SELECTED EXTRACT section start

The double line represents the contract between the insured and insurer. Both parties use agents, namely the broker and the underwriting agent.

Broker --> Someone who acts on behalf of the party seeking insurance cover. The broker will search the marketplace for the best policy for the party seeking cover or prepared to take on that risk.

Underwriter --> Someone who will examine and then accept or reject the insurance risk. Making this assessment allows the proper premium to be charged for accepting, or “writing”, the risk.


Lloyd’s of London is an insurance and reinsurance market. Lloyd’s is not a company but rather a collective society of insurers which brings together investors and customers. Below are some individuals present in Lloyd’s:

Syndicates --> formed by one or more members joining together to provide capital and accept insurance risks.

Managing --> entities with sole responsibility for running syndicates, they can run more than one syndicate.


The sale of both life and most forms of non-life insurance are regulated by the FA under the Financial Services and Markets Act 2000. The Financial Ombudsman Service is affected under the Financial Services and Markets Act 2000.


The interpretation of a policy is the subject of many insurance disputes. The wording used in the policy is important and is often the main consideration as to whether an insurer must provide coverage to a policyholder.

As Clyde & Co primarily works for insurer clients, we often defend against claims by policyholders where there are coverage disputes. On the transactional side, we provide advice on policy wording to ensure that the insurer client is not open to unnecessary risks.


The impact of the coronavirus pandemic resulted in businesses making claims under their Business Interruption Insurance Policies. Due to the sheer volume of those affected, the Financial Conduct Authority commenced test case litigation to clarify the extent to which policy wordings may respond to such claims. Two main clauses are considered below:


" We shall indemnify You in respect of interruption or interference with the Business during the Indemnity Period following any:

i. occurrence of a Notifiable Disease (as defined below) at the Premises or attributable to food or drink supplied from the Premises;

ii. discovery of an organism at the Premises likely to result in the occurrence of a Notifiable Disease;

iii. occurrence of a Notifiable Disease within a radius of 25 miles of the Premises”

On this point, insurers argued that there was no way of saying COVID-19 occurred in an area. Even if there was an occurrence of COVID-19 within a 25-mile radius, the government would have implemented the lockdown regardless.

SELECTED EXTRACT section end
PROVIDED RECORDS section start

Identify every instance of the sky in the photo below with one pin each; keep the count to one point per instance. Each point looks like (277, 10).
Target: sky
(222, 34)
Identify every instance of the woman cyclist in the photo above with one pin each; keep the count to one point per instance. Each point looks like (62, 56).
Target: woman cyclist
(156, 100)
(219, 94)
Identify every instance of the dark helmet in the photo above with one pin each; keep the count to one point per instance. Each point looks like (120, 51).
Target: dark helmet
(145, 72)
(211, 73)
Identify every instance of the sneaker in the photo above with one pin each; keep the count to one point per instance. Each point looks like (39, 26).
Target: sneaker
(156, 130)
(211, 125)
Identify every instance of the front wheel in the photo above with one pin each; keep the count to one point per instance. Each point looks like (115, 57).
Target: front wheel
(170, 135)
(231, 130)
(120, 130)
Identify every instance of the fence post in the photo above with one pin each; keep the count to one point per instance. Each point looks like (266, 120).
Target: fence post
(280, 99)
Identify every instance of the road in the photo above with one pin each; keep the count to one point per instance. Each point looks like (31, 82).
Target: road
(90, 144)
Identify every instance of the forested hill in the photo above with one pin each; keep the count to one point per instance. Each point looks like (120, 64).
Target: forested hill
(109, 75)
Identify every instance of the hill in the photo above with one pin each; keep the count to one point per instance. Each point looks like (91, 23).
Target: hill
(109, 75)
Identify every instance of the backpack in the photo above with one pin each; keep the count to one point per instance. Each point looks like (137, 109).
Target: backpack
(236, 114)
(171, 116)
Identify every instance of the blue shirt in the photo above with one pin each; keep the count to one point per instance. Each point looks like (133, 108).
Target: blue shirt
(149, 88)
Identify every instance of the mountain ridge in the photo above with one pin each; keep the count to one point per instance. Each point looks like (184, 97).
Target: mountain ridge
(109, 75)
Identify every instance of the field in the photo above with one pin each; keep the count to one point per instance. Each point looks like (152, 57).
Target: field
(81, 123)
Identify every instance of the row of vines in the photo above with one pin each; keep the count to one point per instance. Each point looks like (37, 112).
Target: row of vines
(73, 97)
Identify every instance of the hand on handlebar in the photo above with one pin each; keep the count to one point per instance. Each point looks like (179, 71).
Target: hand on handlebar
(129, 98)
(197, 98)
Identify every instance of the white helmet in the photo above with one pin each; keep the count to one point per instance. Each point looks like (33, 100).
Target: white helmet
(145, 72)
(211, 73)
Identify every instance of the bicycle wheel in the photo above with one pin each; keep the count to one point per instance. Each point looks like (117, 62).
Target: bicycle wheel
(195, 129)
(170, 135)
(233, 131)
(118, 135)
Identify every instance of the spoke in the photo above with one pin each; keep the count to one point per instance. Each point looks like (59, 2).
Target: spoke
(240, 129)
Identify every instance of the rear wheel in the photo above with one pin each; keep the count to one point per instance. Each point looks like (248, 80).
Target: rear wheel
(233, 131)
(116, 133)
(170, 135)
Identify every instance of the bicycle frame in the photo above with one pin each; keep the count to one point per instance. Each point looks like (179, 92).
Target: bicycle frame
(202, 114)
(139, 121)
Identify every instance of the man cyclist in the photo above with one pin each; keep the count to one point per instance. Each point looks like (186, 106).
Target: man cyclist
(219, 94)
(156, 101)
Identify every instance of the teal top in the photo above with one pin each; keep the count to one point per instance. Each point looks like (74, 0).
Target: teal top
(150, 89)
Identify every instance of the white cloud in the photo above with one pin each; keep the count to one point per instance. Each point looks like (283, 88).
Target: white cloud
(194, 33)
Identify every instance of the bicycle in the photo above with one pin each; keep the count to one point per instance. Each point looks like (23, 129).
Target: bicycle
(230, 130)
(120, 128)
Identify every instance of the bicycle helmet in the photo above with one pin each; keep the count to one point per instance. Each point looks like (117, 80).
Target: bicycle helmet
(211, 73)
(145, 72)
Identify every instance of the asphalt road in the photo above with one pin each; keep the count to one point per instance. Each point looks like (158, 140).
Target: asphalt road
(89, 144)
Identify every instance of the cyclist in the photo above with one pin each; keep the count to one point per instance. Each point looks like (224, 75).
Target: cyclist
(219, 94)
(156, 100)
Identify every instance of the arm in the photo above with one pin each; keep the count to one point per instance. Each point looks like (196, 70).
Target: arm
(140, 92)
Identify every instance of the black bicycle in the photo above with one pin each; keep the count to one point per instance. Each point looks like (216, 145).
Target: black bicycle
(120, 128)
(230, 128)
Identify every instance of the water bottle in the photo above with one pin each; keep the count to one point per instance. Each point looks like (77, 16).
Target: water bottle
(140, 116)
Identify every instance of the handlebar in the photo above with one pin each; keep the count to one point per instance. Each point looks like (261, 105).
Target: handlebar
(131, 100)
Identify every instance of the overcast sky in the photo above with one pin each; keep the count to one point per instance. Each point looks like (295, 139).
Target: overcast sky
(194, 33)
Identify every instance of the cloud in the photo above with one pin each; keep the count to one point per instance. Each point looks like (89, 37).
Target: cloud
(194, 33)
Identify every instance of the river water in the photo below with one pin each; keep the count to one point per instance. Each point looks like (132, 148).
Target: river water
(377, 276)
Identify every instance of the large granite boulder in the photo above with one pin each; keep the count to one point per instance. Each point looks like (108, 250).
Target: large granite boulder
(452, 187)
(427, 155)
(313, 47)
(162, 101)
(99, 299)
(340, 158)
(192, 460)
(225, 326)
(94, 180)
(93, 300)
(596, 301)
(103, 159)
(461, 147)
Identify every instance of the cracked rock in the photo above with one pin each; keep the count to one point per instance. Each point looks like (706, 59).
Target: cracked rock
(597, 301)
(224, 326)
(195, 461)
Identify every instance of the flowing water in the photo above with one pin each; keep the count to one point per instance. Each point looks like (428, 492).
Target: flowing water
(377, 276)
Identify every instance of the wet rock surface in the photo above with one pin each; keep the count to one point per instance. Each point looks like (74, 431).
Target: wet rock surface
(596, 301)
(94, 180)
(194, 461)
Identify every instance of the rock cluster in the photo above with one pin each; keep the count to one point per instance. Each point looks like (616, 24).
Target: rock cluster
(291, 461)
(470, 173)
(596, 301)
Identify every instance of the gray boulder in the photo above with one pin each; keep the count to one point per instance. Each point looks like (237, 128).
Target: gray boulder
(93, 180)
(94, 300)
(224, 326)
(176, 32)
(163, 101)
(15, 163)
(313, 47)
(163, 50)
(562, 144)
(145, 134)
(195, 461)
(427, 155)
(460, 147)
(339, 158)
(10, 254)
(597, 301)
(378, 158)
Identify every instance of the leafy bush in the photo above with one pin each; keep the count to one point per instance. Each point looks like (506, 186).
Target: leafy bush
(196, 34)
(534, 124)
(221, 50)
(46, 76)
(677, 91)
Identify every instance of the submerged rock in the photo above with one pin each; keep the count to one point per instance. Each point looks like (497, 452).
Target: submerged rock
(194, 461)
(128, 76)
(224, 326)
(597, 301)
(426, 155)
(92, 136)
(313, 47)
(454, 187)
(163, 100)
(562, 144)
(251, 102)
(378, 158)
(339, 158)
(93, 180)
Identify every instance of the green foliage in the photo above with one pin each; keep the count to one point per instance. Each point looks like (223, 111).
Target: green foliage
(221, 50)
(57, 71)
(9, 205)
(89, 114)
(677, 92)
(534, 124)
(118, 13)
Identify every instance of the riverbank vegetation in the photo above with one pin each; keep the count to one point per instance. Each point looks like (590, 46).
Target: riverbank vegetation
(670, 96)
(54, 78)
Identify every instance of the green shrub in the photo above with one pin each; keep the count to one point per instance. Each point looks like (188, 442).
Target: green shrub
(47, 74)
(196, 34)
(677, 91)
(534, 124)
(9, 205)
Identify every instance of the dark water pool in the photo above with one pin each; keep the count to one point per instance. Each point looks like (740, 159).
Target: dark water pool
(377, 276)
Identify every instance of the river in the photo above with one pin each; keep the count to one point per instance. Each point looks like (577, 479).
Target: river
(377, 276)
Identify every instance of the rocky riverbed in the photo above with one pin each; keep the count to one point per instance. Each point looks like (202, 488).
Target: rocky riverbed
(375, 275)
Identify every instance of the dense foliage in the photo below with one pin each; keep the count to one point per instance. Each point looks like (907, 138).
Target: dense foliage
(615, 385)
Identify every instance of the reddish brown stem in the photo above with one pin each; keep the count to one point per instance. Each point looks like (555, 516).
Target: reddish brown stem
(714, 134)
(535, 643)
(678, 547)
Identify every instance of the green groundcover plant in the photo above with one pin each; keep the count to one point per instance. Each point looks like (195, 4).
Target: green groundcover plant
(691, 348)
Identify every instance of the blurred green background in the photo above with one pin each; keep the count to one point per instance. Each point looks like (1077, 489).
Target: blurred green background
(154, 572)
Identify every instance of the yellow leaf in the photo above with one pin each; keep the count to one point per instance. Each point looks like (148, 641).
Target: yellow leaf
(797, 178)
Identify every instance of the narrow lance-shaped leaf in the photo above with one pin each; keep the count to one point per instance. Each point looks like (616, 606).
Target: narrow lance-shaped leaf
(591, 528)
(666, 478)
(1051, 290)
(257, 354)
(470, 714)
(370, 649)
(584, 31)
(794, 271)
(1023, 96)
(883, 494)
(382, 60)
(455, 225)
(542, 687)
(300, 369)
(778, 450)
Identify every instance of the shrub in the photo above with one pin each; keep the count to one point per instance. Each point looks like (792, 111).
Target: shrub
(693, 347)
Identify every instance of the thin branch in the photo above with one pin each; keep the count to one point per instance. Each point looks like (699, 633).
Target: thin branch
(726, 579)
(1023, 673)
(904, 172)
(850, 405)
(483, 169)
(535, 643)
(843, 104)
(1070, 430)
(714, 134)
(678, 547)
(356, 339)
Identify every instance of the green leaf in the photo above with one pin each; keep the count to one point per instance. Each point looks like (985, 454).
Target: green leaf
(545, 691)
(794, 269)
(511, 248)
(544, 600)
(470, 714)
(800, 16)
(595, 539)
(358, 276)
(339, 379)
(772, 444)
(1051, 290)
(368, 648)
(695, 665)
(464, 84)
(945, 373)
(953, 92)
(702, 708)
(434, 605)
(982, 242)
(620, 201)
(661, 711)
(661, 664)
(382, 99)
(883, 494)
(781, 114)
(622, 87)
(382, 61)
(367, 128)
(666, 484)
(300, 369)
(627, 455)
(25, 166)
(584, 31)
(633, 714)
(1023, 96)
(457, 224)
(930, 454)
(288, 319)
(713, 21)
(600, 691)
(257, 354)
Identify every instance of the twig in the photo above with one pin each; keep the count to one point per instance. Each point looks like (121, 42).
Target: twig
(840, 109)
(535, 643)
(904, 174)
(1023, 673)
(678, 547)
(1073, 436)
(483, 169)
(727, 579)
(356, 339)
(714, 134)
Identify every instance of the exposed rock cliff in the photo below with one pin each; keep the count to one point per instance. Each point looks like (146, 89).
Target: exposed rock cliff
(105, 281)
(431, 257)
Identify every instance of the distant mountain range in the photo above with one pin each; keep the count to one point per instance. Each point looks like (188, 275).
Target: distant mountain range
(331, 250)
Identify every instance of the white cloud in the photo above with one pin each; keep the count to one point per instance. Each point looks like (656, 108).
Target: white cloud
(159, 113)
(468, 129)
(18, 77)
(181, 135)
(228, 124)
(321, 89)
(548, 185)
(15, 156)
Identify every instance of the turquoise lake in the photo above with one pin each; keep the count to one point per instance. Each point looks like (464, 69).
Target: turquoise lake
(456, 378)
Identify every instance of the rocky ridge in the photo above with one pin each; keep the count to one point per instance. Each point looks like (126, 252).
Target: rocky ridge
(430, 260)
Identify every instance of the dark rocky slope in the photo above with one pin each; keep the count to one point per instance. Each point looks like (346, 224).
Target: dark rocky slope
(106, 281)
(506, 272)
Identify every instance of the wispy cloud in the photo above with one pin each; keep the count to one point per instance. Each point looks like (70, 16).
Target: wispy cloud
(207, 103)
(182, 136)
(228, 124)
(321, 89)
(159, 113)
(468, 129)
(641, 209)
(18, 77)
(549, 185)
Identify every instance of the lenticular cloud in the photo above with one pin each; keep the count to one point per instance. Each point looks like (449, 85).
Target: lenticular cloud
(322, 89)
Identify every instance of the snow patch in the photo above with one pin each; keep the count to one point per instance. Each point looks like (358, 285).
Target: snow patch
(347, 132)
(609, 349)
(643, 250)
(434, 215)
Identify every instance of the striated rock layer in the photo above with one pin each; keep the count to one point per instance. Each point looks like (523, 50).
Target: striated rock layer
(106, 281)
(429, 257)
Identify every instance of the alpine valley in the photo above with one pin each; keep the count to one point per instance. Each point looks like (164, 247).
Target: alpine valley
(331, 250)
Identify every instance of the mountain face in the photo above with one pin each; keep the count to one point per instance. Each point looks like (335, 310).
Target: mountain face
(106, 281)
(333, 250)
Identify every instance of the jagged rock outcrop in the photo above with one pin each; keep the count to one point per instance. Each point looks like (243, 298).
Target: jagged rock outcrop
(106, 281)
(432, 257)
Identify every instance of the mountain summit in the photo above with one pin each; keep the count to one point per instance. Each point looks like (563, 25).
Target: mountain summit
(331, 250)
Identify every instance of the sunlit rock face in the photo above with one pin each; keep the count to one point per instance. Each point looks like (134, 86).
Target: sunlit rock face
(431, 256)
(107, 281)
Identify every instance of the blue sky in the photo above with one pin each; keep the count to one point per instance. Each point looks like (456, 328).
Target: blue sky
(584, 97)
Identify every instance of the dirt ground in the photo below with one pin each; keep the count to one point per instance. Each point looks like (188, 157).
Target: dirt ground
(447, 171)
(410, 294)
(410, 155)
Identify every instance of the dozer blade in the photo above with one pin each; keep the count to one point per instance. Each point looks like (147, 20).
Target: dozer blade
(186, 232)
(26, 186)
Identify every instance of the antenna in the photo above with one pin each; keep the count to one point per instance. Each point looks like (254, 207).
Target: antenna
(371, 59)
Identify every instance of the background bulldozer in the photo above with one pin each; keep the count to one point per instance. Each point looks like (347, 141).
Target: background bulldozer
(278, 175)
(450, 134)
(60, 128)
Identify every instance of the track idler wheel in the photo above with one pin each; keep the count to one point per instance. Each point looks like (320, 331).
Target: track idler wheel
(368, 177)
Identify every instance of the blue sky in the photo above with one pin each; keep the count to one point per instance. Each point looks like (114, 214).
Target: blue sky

PROVIDED RECORDS section end

TASK REQUIREMENTS:
1. According to the insurance passage, what is Lloyd's of London, if not a company?
2. Transcribe the insurance passage word for word, everything from "iii. occurrence of" down to "the lockdown regardless.".
3. Write the next part of the insurance passage, picking up after its last sentence.
None of the records are needed here.

ANSWERS TO THE EXERCISES:
1. A collective society of insurers that brings together investors and customers.

2.
iii. occurrence of a Notifiable Disease within a radius of 25 miles of the Premises”

On this point, insurers argued that there was no way of saying COVID-19 occurred in an area. Even if there was an occurrence of COVID-19 within a 25-mile radius, the government would have implemented the lockdown regardless.

3.
“(7) Government or Local Authority Action

Prevention of access to The Premises due to the actions or advice of a government or local authority due to an emergency which is likely to endanger life or property”

Insurers defined “prevention of access” as being unable to enter the premises. Business owners were still able to go to their premises, they were just unable to have customers on the premises.


The Supreme Court held as follows:

a. It was sufficient to prove that the interruption was a result of Government action taken in response to cases of disease which included at least one case of COVID-19 within the geographical area covered by the clause.

b. The requirement of "inability to use" was satisfied if the policyholder was unable to use the premises for a discrete part of its business activities, or if it was unable to use a discrete part of its premises for its business activities.


Another line of insurance work for Clyde & Co includes acting for insurers and their policyholders in subrogated recoveries.

For insurers, the principle of subrogation describes a legal right to pursue a third party that caused an insurance loss to a policyholder. The right of subrogation exists at common law and under statute pursuant to section 79 of the Marine Insurance Act 1906, but is also often expressly provided for in the contract between the insurer and the insured.

The process of subrogation usually starts when an insurer has paid out under a policy and a third party has been identified as having contributed to the loss. The insurer then proceeds against the third party responsible by “stepping into the shoes” of the insured. By doing so, the insurer represents the rights of its insured.